→ Stated problem
Repeat every line of the entries below word for word, omitting the pictures.

(Stored data entries)
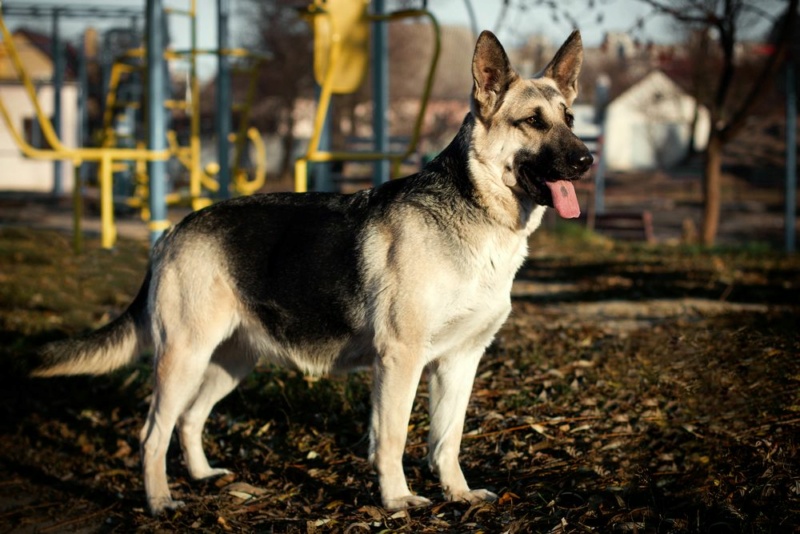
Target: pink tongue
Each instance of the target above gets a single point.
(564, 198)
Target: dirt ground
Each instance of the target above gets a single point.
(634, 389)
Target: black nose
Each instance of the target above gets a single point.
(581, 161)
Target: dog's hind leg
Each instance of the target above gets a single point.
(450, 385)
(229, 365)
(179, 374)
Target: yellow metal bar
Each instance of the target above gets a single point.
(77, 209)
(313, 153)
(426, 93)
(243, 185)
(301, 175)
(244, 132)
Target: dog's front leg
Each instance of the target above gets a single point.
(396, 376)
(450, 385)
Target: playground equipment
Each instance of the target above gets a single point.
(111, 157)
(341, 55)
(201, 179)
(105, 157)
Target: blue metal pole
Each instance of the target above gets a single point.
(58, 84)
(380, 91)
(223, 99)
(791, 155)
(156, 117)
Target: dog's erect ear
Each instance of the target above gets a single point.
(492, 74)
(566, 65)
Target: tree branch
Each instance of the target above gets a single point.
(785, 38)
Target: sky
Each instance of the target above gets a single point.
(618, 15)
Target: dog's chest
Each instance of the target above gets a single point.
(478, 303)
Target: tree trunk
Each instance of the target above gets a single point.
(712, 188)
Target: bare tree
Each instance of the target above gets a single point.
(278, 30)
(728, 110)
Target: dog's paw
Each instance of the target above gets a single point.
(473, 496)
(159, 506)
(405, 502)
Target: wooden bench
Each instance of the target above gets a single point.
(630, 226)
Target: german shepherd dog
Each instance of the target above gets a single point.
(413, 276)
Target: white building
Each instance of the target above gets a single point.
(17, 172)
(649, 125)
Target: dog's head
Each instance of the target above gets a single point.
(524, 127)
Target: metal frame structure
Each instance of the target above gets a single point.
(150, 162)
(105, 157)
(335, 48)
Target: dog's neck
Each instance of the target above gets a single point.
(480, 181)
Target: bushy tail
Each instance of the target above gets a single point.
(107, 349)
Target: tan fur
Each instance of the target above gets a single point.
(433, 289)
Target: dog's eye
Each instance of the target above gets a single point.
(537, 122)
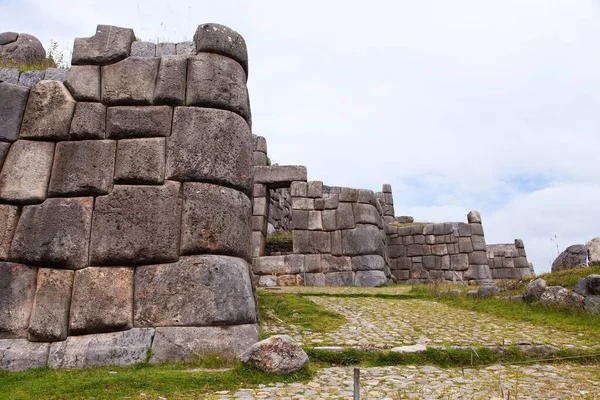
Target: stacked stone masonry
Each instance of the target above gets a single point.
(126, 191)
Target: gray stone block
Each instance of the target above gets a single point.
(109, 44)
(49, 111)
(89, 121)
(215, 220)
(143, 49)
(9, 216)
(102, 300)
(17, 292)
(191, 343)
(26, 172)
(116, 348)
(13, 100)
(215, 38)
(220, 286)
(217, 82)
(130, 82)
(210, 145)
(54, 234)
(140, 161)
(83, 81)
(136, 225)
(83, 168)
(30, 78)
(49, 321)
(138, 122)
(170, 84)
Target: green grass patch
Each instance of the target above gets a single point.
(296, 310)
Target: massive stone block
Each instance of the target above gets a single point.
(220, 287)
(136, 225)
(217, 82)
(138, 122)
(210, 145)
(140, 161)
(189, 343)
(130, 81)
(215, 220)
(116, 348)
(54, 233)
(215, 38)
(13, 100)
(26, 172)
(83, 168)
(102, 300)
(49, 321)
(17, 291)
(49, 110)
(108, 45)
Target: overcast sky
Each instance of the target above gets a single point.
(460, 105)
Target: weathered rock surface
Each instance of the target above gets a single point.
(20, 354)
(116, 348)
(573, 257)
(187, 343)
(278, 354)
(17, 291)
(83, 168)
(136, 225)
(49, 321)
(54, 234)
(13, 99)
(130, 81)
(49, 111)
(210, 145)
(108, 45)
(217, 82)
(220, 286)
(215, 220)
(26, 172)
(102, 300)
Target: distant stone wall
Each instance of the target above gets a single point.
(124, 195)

→ Full solution
Target: pink tongue
Each instance of the target above gets a single point.
(564, 198)
Target: dirt ground
Each instance of the target above gets a single point.
(634, 389)
Target: black nose
Each instance of the target above gets a single point.
(581, 161)
Target: dog's hind leg
Each instance of the target above gets a single point.
(450, 385)
(229, 365)
(179, 374)
Target: yellow metal bar
Each instance of the target above gets a single point.
(77, 209)
(313, 153)
(426, 93)
(243, 185)
(301, 175)
(244, 132)
Target: dog's front leg
Each instance of the target above gets a single point.
(396, 376)
(450, 385)
Target: playground equipment
Each instance of the target above gets a single point.
(111, 157)
(341, 55)
(201, 179)
(105, 157)
Target: blue metal pole
Each instance of the target above gets a single point.
(58, 84)
(380, 91)
(223, 99)
(791, 155)
(156, 117)
Target: dog's erect ear
Each instance of the target above gets a single point.
(492, 74)
(566, 65)
Target: tree branch
Each instance of the target above gets a single point.
(785, 38)
Target: sky
Each instance of the target above gets a single point.
(618, 15)
Target: dog's chest
Each instance of the target above gets a single point.
(478, 303)
Target: tree trunk
Each instance of the target above gets a single point.
(712, 188)
Target: bare tree
Each instance of the target above gets a single point.
(278, 30)
(728, 110)
Target: dog's paw
Each instance of the target above gets a single point.
(473, 496)
(159, 506)
(405, 502)
Target: wooden bench
Each instance of the target above gets a single point.
(630, 226)
Target: german shepherd dog
Each instance of the target above gets a single point.
(413, 276)
Target: white building
Each instance of the target above gets a single point.
(17, 172)
(649, 125)
Target: dog's head
Each instance of the target above gets a single point.
(524, 127)
Target: metal frame structure
Each instance of the target above gets a single point.
(150, 162)
(105, 157)
(335, 48)
Target: dog's neck
Each instance of the target above gets a single point.
(480, 181)
Target: bushy tail
Each instance of the target above gets a single point.
(107, 349)
Target: tan fur
Each instance of the target above gets a single point.
(433, 289)
Target: dog's eye
Each instance of the target above gets a single point.
(537, 122)
Target: stacked stone masonry
Each instance of the target above gets a single point.
(126, 191)
Target: gray stone block
Each instance of the target above gets a single point.
(109, 44)
(49, 111)
(89, 121)
(215, 220)
(143, 49)
(9, 216)
(102, 300)
(17, 292)
(191, 343)
(26, 172)
(116, 348)
(13, 100)
(215, 38)
(220, 286)
(217, 82)
(130, 82)
(210, 145)
(54, 234)
(140, 161)
(83, 81)
(136, 225)
(83, 168)
(30, 78)
(49, 321)
(138, 122)
(170, 84)
Target: green grass patch
Each instance of the target above gets a single point.
(296, 310)
Target: massive stone block
Each instance of the target above gets a single point.
(220, 287)
(136, 225)
(217, 82)
(138, 122)
(210, 145)
(140, 161)
(189, 343)
(130, 81)
(215, 220)
(116, 348)
(54, 233)
(215, 38)
(13, 100)
(26, 172)
(83, 168)
(102, 300)
(49, 321)
(17, 291)
(49, 110)
(108, 45)
Target: overcast sky
Each instance of the target above gets a single point.
(460, 105)
Target: weathered rock surface
Each instance of the target above gets a single point.
(20, 354)
(116, 348)
(573, 257)
(187, 343)
(278, 354)
(17, 291)
(83, 168)
(136, 225)
(49, 321)
(54, 234)
(13, 99)
(130, 81)
(49, 111)
(210, 145)
(108, 45)
(217, 82)
(220, 286)
(215, 220)
(26, 172)
(102, 300)
Target: distant stone wall
Each instance of the target above gets a single point.
(124, 195)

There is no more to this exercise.